Coordinate labeling data
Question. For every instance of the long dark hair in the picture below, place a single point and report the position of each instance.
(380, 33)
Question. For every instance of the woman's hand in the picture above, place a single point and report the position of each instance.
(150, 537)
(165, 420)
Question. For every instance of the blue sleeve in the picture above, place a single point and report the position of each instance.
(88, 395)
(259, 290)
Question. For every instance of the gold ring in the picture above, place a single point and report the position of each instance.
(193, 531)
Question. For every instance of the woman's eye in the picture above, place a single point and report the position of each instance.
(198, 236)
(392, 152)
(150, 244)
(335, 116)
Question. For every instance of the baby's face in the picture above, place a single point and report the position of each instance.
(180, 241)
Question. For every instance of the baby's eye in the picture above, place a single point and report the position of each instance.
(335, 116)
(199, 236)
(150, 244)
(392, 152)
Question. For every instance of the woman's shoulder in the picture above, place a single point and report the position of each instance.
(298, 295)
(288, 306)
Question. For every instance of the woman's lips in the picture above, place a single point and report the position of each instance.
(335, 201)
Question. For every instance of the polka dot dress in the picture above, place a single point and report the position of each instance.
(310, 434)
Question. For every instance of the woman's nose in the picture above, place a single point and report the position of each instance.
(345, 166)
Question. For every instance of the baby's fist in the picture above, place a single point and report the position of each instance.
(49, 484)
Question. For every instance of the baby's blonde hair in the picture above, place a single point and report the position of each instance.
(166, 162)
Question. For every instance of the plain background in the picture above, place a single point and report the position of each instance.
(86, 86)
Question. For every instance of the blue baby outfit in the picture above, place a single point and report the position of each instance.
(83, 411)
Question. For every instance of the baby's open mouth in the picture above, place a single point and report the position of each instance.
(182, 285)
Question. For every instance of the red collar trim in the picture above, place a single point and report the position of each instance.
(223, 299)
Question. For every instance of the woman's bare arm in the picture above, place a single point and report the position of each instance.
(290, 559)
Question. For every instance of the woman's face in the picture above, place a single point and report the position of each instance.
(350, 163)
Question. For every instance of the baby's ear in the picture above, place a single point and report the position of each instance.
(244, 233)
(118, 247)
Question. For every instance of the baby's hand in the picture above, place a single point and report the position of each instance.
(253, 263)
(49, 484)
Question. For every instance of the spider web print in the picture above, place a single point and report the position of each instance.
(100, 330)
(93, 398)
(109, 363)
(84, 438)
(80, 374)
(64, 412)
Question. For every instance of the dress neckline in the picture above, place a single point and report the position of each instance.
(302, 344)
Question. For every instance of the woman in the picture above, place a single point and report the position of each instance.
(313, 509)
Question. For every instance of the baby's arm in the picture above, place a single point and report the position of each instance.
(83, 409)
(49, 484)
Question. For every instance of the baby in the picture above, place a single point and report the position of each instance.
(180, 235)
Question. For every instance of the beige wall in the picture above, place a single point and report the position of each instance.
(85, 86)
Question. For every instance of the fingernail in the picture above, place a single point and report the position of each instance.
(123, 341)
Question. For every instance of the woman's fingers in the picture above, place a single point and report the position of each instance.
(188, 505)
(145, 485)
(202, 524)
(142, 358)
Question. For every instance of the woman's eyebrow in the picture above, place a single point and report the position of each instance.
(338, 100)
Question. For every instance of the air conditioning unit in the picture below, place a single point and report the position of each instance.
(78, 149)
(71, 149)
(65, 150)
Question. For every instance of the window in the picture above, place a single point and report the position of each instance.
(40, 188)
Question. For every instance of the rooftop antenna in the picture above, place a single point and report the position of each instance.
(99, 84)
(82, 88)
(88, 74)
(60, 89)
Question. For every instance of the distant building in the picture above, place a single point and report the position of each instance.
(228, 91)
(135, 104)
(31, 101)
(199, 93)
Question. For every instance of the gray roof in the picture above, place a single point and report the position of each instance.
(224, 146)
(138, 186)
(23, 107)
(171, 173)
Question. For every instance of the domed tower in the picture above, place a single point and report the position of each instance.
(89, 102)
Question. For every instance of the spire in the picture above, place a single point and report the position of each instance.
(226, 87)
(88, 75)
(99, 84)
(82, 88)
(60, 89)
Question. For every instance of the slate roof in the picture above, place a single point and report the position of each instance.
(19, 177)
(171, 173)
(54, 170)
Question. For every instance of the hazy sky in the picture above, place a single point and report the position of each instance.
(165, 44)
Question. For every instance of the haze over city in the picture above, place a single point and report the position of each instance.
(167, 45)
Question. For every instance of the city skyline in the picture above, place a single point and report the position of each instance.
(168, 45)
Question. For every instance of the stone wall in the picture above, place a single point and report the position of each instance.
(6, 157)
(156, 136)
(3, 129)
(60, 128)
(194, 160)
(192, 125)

■ Task instructions:
Reproduce every line from the one containing "Question. For every instance of the spire" through the end of the records, inclusive, keeping the requests unchanged. Scale each answer coordinate by 2.35 and round it to a whole number, with halves rounded up.

■ Worked answer:
Question. For every instance of the spire in the picture above, place a single point and report the position of each instance.
(531, 204)
(207, 176)
(233, 197)
(193, 207)
(141, 209)
Question. For every instance of the slate roof in the picture above, place a single point and report the position of each instance.
(45, 416)
(402, 407)
(127, 400)
Question. For every instance of the hazy sky in the picture above, place a single point and report the position of each instance.
(388, 103)
Question. For every instance of the haze over city in the picture above, place a single point and report the position of each instance.
(392, 106)
Question. For every instance of the city skyline in the picture above, place a single point and report the position of each instance.
(395, 106)
Question. For every instance of the stone wall in the picture above, place a single point and report the position of each instance.
(14, 369)
(367, 320)
(7, 303)
(141, 301)
(456, 376)
(451, 294)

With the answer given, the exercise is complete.